TASK DESCRIPTION
Each record that follows should be reproduced in full, character for character.

MATERIAL FOR THIS TASK
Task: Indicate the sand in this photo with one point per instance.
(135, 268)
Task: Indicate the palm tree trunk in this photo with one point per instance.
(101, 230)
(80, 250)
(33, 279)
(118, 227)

EXERCISE OUTPUT
Task: Indicate the sand in this photo with one point per instance.
(135, 268)
Task: Indicate the palm tree trunk in this photo with one point per instance.
(101, 230)
(80, 250)
(33, 279)
(118, 227)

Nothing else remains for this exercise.